* BEGIN *
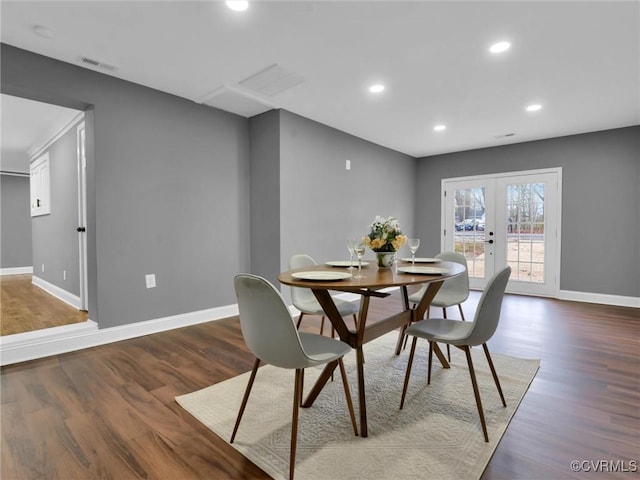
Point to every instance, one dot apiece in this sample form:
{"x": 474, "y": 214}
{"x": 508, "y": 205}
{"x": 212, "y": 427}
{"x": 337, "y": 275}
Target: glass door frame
{"x": 496, "y": 225}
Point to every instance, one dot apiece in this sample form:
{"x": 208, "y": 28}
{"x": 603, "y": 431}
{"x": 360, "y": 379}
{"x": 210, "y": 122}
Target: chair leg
* END *
INSTRUCTION:
Reproduce every text line of the records above verbatim, omitting the pictures.

SOLVED EXERCISE:
Point to every instance, one dot apiece in this sample form:
{"x": 474, "y": 214}
{"x": 508, "y": 205}
{"x": 212, "y": 427}
{"x": 337, "y": 275}
Target: glass door frame
{"x": 496, "y": 225}
Point to every instance, one dot apiece in this sample form:
{"x": 208, "y": 28}
{"x": 603, "y": 431}
{"x": 360, "y": 379}
{"x": 210, "y": 122}
Target: chair leg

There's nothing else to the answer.